Reescribe todos los registros sustituyendo "Point coordinates" por "Pixel coordinates" y sin cambiar nada más.

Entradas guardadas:

►

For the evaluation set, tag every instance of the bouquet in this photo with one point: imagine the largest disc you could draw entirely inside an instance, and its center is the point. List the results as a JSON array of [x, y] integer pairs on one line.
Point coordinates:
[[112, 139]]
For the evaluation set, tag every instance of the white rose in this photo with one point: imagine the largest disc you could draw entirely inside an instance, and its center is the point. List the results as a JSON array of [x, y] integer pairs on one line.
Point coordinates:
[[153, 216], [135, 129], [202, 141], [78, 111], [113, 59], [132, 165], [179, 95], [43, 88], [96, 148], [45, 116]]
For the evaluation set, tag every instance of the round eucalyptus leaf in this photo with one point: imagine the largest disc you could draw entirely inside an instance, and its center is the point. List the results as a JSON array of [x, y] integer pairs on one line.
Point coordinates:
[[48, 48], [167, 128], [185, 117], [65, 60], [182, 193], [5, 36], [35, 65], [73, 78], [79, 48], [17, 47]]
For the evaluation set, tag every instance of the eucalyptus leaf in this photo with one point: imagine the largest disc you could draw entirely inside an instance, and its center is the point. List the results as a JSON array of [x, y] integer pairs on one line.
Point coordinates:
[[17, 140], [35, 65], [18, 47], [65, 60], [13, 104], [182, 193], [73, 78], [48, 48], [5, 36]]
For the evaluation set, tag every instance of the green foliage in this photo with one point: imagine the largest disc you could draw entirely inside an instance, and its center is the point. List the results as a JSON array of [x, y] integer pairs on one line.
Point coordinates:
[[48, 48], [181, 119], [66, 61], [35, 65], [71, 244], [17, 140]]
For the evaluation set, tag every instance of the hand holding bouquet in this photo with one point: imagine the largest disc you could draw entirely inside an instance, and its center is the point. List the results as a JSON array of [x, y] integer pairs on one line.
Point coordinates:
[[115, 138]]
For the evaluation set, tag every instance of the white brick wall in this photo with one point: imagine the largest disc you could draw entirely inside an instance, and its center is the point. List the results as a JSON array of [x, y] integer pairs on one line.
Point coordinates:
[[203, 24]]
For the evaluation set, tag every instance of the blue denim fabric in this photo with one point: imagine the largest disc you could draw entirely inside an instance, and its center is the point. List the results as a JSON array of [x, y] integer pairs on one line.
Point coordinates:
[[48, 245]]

◄

*RESPUESTA AL EJERCICIO:*
For the evaluation set, tag every instance of the bouquet in this photo with one point: imagine the largest disc you could draw entirely inside an instance, and its center is the point. List the results as a JSON array of [x, y] integer pairs on one line.
Pixel coordinates:
[[112, 139]]
For the evaluation set, tag every instance of the white rose in this photo with one point: imagine the largest disc you could draw entirely inside an instance, and its center is the point. List the results as a JSON array of [x, y] integer pairs on one line.
Pixel coordinates:
[[153, 216], [135, 129], [202, 141], [78, 111], [113, 59], [132, 165], [179, 95], [43, 88], [96, 148], [45, 116]]
For the evaluation set, tag every instance of the round eucalyptus leaf in this photo with one point: imagine the largest disc you could draw entirely inside an instance, and its center is the point. List the results as a JSON array of [x, y] integer pairs on one line.
Pixel coordinates:
[[48, 48], [167, 128], [185, 117], [65, 60], [182, 193], [5, 36], [35, 65], [73, 78], [79, 48], [17, 47]]
For the evaluation set, tag every instance of the eucalyptus leaf in this photo with one point: imagine the largest disc you could draw entirely inside an instance, and its center is the point. List the results as a JSON array of [x, y] integer pairs on one line.
Pixel coordinates:
[[17, 140], [35, 65], [18, 47], [65, 60], [13, 104], [182, 193], [73, 78], [48, 48], [5, 36]]
For the evaluation set, tag every instance of the green foliage in this photo with one point: imagine the largest disc you could draw entirely inside an instance, and its center is the point. List the results as a JSON array of [x, y] integer pairs on one line.
Pixel coordinates:
[[48, 48], [181, 119], [66, 61], [35, 65], [71, 244], [17, 140]]
For the evaluation set, tag every instance of the hand holding bouquet in this photo with one point: imagine the largest disc you could draw entirely inside an instance, and its center is the point. List the results as a JSON array of [x, y] integer pairs on one line.
Pixel coordinates:
[[115, 138]]
For the evaluation set, tag every instance of the white brick wall in this photo with one point: imagine the largest disc you could draw entirely inside an instance, and its center is the point. List the results as a JSON array of [x, y] integer pairs on one line.
Pixel coordinates:
[[203, 24]]
For the evaluation set, tag every instance of the blue denim fabric in this photo with one point: imagine the largest disc you could draw entirely inside an instance, and its center is the point. List the results as a JSON array of [x, y] integer pairs on one line.
Pixel coordinates:
[[48, 245]]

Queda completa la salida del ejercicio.